Requests
• 1. List every year that appears in the journal note about Mollie's family, in the order they occur.
• 2. Write out the journal note about Mollie's family word for word, from "Journal Ed. note: Mollie's" up to and including "was also built.".
::: Provided passage :::
Journal Ed. note: Mollie's father, "Gramp," was David Moyer, who married Florence Wood in Hamilton on May 24, 1911. So he was technically her stepfather but he obviously had a strong influence in her life, more than her birth father, whose identity is a mystery. Dave died in 1969 at age 97 and Florence died in 1965 at age 85; both are buried in the Hamilton cemetery. David had three children by his former wife, including Gertrude, Chester and Vinnie, who also lived into her 90s. Dave also moved his family West, from Arkansas, in 1900 and he went to work as a logger for the Lyman Timber Company. Mollie's maternal grandfather, Malcolm Wood, moved Florence and Mollie and other members of his family from Haywood County, North Carolina in 1908 and they settled on land across the river from Hamilton, where a school was also built.
::: Recorded data :::
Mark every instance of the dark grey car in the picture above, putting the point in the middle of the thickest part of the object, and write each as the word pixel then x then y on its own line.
:::
Solution set
• 1. 1911, 1969, 1965, 1900, 1908

• 2.
Journal Ed. note: Mollie's father, "Gramp," was David Moyer, who married Florence Wood in Hamilton on May 24, 1911. So he was technically her stepfather but he obviously had a strong influence in her life, more than her birth father, whose identity is a mystery. Dave died in 1969 at age 97 and Florence died in 1965 at age 85; both are buried in the Hamilton cemetery. David had three children by his former wife, including Gertrude, Chester and Vinnie, who also lived into her 90s. Dave also moved his family West, from Arkansas, in 1900 and he went to work as a logger for the Lyman Timber Company. Mollie's maternal grandfather, Malcolm Wood, moved Florence and Mollie and other members of his family from Haywood County, North Carolina in 1908 and they settled on land across the river from Hamilton, where a school was also built.